▸ JOB: Collect every line that contains the string "positive" and copy each one out.

▸ SUPPLIED DATA:
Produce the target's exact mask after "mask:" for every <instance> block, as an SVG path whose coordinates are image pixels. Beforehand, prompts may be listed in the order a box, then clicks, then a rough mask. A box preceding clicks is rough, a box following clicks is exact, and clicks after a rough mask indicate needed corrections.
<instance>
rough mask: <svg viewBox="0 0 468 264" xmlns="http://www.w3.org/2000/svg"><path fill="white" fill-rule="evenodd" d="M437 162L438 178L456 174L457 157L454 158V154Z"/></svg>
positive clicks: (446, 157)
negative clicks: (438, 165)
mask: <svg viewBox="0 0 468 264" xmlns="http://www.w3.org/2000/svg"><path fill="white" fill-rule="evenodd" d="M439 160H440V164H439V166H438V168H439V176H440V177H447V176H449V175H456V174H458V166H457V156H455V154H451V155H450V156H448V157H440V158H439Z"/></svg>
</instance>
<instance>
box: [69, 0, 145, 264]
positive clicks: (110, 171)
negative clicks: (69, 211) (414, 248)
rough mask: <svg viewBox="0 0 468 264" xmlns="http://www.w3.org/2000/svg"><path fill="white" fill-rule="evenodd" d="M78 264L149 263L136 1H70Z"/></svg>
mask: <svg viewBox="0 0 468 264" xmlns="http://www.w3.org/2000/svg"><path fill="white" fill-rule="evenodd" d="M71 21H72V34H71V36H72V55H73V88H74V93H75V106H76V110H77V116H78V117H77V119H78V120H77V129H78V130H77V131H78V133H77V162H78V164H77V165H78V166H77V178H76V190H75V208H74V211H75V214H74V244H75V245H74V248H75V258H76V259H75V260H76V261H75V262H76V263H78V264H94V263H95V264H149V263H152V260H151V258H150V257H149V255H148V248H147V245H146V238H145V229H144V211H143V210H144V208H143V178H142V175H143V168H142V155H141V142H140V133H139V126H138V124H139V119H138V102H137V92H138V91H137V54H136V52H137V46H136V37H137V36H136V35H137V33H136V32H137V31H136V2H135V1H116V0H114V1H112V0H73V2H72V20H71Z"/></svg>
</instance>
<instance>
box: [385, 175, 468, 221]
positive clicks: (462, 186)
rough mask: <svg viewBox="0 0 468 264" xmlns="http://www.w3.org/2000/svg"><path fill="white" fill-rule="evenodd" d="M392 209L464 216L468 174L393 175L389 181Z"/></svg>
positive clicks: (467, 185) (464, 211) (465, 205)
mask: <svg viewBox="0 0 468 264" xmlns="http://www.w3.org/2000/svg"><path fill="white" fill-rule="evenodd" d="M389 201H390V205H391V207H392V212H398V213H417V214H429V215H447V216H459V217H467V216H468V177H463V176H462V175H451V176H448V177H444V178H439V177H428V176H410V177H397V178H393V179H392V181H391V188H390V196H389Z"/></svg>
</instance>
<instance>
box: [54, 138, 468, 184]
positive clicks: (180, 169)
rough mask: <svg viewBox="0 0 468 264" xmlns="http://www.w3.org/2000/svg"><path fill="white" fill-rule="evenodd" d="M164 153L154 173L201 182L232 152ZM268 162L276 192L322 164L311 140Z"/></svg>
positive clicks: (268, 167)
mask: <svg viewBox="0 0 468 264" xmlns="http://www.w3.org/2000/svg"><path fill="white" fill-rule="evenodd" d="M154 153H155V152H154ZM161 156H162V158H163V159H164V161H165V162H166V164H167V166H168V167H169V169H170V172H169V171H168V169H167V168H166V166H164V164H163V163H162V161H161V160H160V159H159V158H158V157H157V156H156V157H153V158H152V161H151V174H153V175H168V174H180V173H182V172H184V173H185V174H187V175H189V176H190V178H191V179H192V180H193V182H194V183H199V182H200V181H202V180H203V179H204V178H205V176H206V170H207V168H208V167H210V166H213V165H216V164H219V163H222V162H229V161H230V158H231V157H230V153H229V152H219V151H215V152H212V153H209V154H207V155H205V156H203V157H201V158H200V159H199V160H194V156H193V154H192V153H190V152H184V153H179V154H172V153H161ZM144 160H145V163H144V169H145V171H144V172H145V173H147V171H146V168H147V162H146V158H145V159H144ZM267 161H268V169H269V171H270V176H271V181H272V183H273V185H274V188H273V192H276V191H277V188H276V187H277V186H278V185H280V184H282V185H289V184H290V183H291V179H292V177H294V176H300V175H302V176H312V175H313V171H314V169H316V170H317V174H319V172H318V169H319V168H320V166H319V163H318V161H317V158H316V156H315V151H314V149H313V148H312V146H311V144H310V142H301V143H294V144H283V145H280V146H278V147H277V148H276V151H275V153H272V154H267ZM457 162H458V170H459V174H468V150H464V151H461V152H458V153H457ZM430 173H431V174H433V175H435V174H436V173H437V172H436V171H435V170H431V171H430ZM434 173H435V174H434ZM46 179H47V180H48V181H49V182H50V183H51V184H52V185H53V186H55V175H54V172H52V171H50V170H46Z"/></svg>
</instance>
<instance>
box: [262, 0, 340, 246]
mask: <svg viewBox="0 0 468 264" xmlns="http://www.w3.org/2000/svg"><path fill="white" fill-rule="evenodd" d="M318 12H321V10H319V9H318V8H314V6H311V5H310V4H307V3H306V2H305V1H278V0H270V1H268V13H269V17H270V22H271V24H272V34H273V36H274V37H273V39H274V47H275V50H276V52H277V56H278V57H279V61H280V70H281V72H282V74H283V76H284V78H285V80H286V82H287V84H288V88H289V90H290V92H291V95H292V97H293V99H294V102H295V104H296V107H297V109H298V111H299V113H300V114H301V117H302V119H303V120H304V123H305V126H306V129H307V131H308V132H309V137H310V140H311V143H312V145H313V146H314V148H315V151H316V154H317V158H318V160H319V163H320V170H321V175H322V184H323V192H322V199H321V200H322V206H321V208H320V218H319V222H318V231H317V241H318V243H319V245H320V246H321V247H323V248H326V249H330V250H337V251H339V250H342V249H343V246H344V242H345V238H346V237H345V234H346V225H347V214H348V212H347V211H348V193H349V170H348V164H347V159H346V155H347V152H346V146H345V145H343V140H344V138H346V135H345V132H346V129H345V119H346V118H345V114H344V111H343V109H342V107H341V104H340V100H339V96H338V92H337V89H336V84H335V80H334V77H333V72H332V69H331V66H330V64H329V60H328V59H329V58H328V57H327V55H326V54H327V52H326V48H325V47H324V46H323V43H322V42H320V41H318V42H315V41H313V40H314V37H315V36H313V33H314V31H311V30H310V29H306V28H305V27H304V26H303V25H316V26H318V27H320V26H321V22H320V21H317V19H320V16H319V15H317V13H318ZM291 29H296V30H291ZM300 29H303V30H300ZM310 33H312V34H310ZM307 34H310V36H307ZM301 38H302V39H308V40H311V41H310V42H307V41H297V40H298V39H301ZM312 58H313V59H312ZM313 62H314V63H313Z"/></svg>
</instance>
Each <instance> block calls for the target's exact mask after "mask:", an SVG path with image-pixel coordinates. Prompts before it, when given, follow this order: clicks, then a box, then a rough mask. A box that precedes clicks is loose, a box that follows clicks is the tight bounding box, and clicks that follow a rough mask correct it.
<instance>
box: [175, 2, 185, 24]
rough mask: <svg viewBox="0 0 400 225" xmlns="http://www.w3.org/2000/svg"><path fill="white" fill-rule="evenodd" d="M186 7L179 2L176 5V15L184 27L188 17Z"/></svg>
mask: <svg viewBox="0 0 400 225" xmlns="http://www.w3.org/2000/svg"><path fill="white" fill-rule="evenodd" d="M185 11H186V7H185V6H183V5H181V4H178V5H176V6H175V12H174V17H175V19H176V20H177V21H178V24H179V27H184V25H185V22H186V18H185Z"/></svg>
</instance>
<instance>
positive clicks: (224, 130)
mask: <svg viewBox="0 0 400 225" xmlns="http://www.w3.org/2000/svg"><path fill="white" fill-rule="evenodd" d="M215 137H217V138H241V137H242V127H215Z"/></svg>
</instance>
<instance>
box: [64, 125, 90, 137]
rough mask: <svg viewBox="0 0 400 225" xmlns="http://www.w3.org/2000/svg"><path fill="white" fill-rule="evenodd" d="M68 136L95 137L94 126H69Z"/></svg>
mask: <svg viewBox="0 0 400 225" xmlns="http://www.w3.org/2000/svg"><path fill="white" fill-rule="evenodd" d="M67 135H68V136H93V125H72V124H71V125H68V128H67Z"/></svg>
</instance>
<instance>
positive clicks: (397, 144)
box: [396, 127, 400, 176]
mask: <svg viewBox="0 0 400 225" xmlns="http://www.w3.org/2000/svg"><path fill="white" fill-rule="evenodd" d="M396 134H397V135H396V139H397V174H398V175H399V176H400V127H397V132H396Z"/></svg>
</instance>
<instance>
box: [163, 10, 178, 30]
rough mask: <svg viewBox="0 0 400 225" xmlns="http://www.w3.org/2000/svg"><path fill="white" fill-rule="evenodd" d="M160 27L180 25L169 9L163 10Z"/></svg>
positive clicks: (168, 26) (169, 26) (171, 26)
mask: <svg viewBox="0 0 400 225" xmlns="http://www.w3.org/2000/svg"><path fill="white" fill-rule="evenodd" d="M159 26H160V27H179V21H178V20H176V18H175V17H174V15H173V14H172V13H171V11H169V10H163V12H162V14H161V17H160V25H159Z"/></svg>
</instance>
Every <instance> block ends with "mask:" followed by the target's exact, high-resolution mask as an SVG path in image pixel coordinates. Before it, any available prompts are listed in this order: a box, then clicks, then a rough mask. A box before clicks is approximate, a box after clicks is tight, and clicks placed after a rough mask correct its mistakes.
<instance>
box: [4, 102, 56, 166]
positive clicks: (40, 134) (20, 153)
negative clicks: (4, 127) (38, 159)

▸ EXERCISE ANSWER:
positive clicks: (446, 157)
positive clicks: (110, 171)
positive clicks: (462, 186)
positive clicks: (467, 185) (464, 211) (465, 205)
positive clicks: (180, 169)
positive clicks: (268, 167)
positive clicks: (224, 130)
positive clicks: (397, 144)
positive clicks: (168, 26) (169, 26) (171, 26)
positive clicks: (40, 134) (20, 153)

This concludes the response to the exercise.